Copy the items between the line containing "Where can you see the finger?" and the line containing "<point>378,137</point>", inclusive, keeping every request line unchanged. Add 44 to both coordinates of each answer point, but leave the sample points in the format lines as they are.

___ Records provided ___

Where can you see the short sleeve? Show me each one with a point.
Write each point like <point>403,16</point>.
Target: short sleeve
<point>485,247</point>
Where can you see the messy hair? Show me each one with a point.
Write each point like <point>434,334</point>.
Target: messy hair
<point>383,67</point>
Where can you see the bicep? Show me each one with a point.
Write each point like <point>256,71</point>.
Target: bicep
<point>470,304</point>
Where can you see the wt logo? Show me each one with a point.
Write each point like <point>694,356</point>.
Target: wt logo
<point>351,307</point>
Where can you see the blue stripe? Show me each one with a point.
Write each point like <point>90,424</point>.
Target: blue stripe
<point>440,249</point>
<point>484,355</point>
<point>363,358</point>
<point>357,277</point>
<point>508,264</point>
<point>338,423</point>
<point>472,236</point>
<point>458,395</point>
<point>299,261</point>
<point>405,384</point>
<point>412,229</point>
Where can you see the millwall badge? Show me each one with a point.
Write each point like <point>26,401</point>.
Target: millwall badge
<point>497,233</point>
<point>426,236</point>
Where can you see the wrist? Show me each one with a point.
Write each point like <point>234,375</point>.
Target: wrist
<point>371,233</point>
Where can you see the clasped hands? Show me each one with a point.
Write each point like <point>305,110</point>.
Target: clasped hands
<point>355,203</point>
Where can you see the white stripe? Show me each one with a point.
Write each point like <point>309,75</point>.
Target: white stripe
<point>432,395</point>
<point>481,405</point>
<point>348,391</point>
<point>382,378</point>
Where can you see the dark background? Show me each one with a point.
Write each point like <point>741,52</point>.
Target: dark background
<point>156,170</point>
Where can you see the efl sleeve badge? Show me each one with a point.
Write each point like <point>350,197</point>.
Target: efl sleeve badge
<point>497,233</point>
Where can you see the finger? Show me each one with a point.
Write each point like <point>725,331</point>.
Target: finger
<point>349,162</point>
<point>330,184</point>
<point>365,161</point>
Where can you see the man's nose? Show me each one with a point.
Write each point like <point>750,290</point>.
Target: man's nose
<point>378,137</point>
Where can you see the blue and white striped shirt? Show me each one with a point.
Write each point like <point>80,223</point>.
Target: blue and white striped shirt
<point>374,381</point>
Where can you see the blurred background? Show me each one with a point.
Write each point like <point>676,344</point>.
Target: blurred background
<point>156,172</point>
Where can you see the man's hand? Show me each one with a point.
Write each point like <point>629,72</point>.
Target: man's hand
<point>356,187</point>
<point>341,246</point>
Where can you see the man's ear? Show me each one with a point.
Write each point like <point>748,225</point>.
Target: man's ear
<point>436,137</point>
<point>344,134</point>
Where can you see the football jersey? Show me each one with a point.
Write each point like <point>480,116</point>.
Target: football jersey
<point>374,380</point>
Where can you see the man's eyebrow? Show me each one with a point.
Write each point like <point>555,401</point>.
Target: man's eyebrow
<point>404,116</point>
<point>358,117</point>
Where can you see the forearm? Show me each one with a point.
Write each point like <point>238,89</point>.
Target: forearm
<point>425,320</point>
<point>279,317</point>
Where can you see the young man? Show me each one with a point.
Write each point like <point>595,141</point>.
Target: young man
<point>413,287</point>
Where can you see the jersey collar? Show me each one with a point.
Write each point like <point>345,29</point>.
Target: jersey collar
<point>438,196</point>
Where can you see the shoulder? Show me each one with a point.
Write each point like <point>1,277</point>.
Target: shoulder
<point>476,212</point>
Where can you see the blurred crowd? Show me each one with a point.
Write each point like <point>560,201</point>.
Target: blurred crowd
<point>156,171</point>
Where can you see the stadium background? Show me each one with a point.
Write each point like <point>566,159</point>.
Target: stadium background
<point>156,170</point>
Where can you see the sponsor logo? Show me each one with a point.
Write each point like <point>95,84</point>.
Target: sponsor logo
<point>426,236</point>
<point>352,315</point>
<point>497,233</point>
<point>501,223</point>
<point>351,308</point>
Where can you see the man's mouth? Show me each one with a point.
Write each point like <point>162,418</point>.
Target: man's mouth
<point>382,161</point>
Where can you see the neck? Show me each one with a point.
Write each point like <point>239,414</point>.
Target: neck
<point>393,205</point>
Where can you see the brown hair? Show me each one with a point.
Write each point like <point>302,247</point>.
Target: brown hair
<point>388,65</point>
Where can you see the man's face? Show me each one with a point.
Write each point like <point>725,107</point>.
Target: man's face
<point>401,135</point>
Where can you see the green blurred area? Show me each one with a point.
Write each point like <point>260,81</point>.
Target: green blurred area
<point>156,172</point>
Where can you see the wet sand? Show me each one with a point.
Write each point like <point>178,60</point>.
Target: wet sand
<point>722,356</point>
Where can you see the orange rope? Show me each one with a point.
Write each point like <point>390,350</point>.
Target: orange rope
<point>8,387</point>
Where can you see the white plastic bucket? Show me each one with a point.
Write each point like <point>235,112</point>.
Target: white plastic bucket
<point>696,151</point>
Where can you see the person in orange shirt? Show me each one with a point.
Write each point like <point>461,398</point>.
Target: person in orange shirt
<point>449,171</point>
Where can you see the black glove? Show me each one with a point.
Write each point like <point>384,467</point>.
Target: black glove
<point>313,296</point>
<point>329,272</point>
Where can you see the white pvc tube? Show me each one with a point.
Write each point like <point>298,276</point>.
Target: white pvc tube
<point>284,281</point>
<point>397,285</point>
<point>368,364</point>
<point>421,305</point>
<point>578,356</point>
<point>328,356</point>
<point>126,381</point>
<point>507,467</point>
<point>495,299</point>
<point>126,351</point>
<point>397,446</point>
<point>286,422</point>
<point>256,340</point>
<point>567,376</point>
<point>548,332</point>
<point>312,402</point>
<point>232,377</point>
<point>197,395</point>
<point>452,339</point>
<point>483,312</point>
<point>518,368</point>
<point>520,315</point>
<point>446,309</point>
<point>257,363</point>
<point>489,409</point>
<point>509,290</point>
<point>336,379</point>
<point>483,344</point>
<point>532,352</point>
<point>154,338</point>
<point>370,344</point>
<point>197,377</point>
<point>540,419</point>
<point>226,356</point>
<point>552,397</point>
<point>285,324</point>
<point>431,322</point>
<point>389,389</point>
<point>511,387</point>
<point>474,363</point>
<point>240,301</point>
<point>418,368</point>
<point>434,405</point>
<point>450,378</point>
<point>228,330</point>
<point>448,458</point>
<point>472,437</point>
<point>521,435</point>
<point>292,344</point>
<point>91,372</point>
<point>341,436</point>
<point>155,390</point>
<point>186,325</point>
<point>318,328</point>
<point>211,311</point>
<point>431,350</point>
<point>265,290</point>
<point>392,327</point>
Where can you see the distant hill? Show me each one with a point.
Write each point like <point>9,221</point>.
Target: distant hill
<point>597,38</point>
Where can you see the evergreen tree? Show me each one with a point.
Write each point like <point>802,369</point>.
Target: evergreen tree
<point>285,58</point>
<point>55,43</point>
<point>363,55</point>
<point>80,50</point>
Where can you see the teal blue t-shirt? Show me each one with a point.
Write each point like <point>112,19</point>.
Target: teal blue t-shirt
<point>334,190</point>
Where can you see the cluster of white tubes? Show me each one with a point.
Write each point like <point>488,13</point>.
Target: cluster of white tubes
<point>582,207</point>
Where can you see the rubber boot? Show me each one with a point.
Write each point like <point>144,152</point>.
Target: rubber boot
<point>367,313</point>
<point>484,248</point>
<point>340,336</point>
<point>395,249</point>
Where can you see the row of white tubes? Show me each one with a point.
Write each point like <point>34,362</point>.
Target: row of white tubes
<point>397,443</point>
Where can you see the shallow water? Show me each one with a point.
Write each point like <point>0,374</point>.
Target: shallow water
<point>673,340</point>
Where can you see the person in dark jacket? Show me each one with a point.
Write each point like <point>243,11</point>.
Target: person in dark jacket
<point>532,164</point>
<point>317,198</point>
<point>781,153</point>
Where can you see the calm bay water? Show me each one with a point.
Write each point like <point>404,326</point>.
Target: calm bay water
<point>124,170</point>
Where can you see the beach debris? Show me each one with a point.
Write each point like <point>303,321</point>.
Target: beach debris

___

Solved exercise —
Where can you see the finger? Show me each one with a point.
Write each point like <point>725,331</point>.
Target: finger
<point>393,206</point>
<point>374,228</point>
<point>409,205</point>
Where can you see the man's nose? Show me each one with a point.
Write each point like <point>750,290</point>.
Target: man's nose
<point>422,181</point>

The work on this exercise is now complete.